Count how many lines of the records below contain the string "task", treating uppercase and lowercase letters as different. State only the number.

--- BEGIN LISTING ---

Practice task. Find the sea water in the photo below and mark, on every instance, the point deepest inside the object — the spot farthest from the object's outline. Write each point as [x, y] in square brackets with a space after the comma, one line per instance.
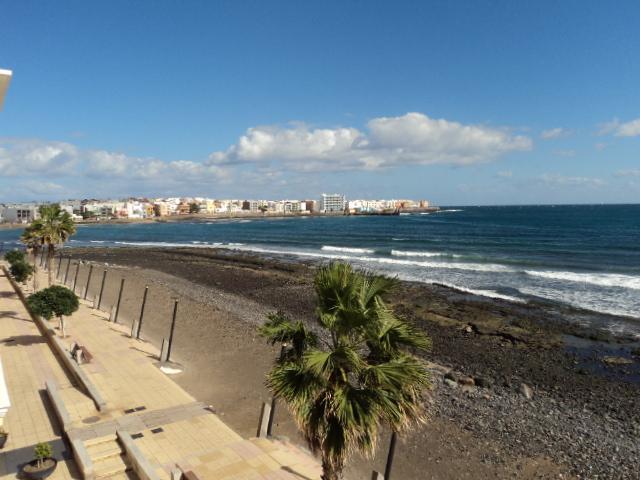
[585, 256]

--- END LISTING ---
--- BEGIN LISTING ---

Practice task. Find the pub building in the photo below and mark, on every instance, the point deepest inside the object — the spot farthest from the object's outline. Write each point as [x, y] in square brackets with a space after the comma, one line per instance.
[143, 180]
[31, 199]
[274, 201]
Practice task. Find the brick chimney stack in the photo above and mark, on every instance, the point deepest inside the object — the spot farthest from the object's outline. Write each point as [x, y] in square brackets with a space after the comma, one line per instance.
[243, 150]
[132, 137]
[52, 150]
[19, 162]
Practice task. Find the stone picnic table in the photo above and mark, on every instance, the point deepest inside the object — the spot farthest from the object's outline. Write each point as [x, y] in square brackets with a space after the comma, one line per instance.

--- END LISTING ---

COMPLETE RESPONSE |
4